Quoted passage »
━━━━━━━━━━━━━━━━
EM Coding Alert

Reader Question:

Look to Critical Care Codes for this Scenario

Question: The patient reported to the emergency department (ED) in respiratory distress. He is a three-packs-a-day smoker with a diagnosis of chronic obstructive pulmonary disease (COPD). The physician administered breathing treatments and monitored the patient's oxygen saturation and blood gases. During the entire encounter, the physician was either at the patient's bedside or at the nurse's station monitoring the patient for respiratory or cardiac arrest. The total encounter time was 104 minutes. How should I code for this situation?

Ohio Subscriber

Answer: Since the notes indicate the physician spent all 104 documented minutes of the encounter exclusively stabilizing this critically ill patient, the whole period of time is considered critical care, provided the documentation also illustrates the critical nature of the patient's condition as you indicate.

You could report 99291 (Critical care, evaluation and management of the critically ill or critically injured patient; first 30-74 minutes) and 99292 (... each additional 30 minutes (List separately in addition to code for primary service)) for the critical care service, and include the following diagnoses in this order to fully depict the patient's critical condition:

  • J80 (Acute respiratory distress syndrome)
  • J44.1 (Chronic obstructive pulmonary disease with (acute) exacerbation)
  • F17.210 (Nicotine dependence, cigarettes, uncomplicated).

Remember:  As critical care time increases, so would the quantity of 99292 units you can report. For every 30 minutes after the first 74 minutes of critical care, you can report another unit of 99292. The quantity billed field should indicate how many 30-minute segments the provider performed and documented.
━━━━━━━━━━━━━━━━
Data records »
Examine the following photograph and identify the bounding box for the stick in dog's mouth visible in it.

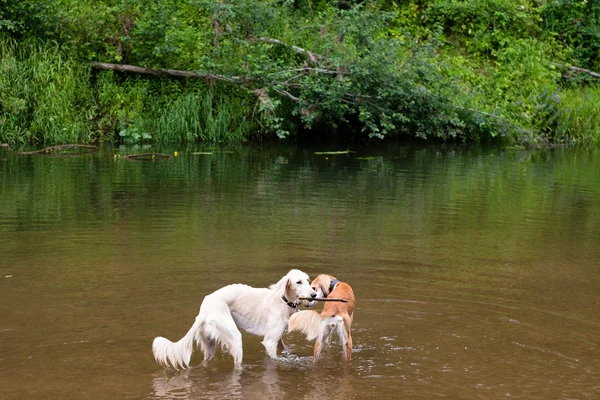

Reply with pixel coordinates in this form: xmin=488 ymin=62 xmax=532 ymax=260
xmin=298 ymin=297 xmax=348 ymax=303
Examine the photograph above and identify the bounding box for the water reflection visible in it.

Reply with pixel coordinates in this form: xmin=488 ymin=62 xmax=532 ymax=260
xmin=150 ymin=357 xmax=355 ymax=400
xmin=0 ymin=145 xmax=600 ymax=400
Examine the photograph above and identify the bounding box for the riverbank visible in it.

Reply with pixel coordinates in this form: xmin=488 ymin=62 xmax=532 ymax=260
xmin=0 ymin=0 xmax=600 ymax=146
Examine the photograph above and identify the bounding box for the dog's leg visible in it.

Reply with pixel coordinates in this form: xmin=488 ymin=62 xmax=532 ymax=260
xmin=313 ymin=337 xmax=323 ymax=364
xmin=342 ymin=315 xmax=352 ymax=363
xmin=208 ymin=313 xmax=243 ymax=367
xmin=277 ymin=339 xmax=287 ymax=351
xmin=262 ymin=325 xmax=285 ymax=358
━━━━━━━━━━━━━━━━
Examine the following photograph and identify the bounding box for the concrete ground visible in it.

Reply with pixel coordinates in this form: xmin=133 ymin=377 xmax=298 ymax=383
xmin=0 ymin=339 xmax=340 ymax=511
━━━━━━━━━━━━━━━━
Task objective »
Summarize the reader question on critical care coding in two sentences.

Task answer »
A reader asks how to code an emergency department encounter in which a physician spent 104 minutes giving breathing treatments to a COPD patient in respiratory distress and monitoring him for respiratory or cardiac arrest. The answer treats all 104 minutes as critical care, to be reported with 99291 and 99292 and the diagnoses J80, J44.1 and F17.210 in that order, with another unit of 99292 for every 30 minutes after the first 74.